Brief. Without the pictures, restate all of the data below word for word.

(Referring expression pointing data)

==============================

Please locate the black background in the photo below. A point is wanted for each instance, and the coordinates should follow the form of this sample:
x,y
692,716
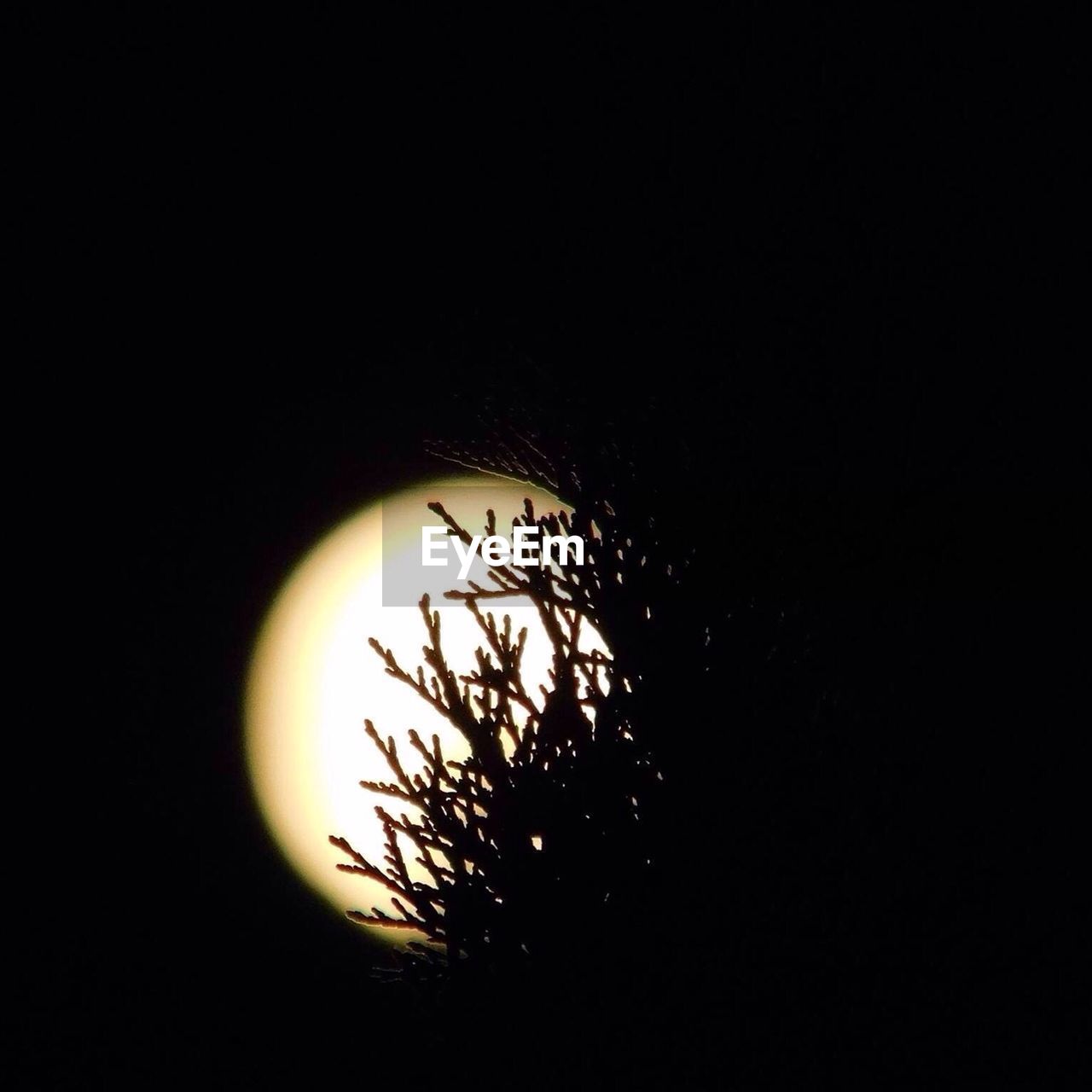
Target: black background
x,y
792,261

==============================

Written answer.
Please locate the black background in the photo below. A point is wanted for each instance, and the coordinates should follow the form of this sample:
x,y
692,716
Target: black background
x,y
792,261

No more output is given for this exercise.